### [PROVIDED DATA]

────────────────────────────────────────

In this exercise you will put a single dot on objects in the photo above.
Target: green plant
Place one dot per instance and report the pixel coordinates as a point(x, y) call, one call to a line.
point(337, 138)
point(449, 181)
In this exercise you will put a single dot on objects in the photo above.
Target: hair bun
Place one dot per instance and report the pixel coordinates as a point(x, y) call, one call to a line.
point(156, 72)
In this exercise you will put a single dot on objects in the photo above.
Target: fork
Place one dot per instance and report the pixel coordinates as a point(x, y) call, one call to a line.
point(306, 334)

────────────────────────────────────────

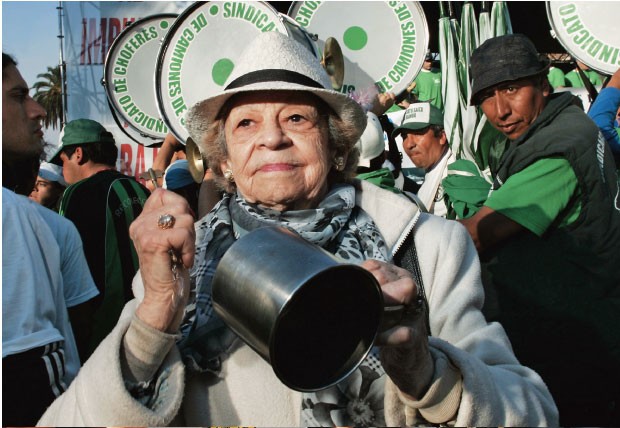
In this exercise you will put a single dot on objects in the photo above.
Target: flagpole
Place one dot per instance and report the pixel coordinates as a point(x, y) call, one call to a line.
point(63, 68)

────────────────────────────────────────

### [AIM]
Return each line of the records above that contains the word "Target". Treat uppercase and lowercase letters as distinct.

### [TASK RESULT]
Target: green plant
Target: hair bun
Target: fork
Target: flagpole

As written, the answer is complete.